#### Document passage
Collective Phonon Mixing and Eigenvector Transport Under Isotope Substitution

TL;DR

This paper investigates how isotope substitution affects vibrational modes in complex solids, revealing that eigenvectors can undergo significant reorganization, which impacts spectral interpretation and requires advanced tracking methods.

Contribution

It introduces an adiabatic eigenvector-continuation framework to accurately track vibrational mode changes under isotope substitution in dense phonon systems.

Findings

Eigenvector reorganization occurs in congested spectral regions.

Spectral congestion indicates susceptibility to eigenvector changes.

The framework enables reliable mode correspondence under isotope variation.

#### Task description
Copy out the summary of the paper on collective phonon mixing under isotope substitution in full, word for word, keeping every heading and line break.

#### Study material
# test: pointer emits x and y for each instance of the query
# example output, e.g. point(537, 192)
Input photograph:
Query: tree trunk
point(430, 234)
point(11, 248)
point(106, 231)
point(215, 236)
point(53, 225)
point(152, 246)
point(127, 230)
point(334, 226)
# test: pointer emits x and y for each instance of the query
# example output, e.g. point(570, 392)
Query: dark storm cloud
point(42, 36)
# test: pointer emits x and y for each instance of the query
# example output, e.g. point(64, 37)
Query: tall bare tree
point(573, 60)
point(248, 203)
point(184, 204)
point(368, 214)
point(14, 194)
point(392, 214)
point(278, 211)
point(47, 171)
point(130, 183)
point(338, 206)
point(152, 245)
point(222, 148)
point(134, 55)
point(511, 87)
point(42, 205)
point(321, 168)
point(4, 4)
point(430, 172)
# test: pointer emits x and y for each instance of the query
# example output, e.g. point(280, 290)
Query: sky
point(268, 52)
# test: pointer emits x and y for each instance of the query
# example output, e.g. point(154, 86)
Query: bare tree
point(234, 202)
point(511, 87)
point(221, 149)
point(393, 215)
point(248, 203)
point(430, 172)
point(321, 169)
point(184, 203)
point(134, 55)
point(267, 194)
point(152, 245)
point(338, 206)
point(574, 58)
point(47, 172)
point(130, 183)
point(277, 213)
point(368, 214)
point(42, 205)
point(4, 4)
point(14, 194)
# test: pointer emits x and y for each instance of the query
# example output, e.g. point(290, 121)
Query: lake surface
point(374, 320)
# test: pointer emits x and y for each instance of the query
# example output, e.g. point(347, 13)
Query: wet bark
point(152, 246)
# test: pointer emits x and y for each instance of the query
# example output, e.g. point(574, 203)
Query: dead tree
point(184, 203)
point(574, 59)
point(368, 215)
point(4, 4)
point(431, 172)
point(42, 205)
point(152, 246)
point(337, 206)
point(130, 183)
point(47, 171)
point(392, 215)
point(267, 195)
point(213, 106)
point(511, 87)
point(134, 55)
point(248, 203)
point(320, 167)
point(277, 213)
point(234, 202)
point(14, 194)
==
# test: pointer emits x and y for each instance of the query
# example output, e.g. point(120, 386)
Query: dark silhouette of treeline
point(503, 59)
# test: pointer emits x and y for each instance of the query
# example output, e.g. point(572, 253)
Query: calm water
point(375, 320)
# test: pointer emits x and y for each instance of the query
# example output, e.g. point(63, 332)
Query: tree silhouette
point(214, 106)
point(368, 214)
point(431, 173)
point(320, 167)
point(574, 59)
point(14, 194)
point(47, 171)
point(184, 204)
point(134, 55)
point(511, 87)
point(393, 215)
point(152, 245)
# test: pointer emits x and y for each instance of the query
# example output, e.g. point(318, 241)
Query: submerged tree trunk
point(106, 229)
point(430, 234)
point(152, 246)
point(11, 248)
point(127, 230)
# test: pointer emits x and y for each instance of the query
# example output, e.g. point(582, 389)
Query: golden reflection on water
* * *
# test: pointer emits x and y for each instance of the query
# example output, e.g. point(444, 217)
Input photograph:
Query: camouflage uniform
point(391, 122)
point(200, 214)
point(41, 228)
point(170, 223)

#### Output
Collective Phonon Mixing and Eigenvector Transport Under Isotope Substitution

TL;DR

This paper investigates how isotope substitution affects vibrational modes in complex solids, revealing that eigenvectors can undergo significant reorganization, which impacts spectral interpretation and requires advanced tracking methods.

Contribution

It introduces an adiabatic eigenvector-continuation framework to accurately track vibrational mode changes under isotope substitution in dense phonon systems.

Findings

Eigenvector reorganization occurs in congested spectral regions.

Spectral congestion indicates susceptibility to eigenvector changes.

The framework enables reliable mode correspondence under isotope variation.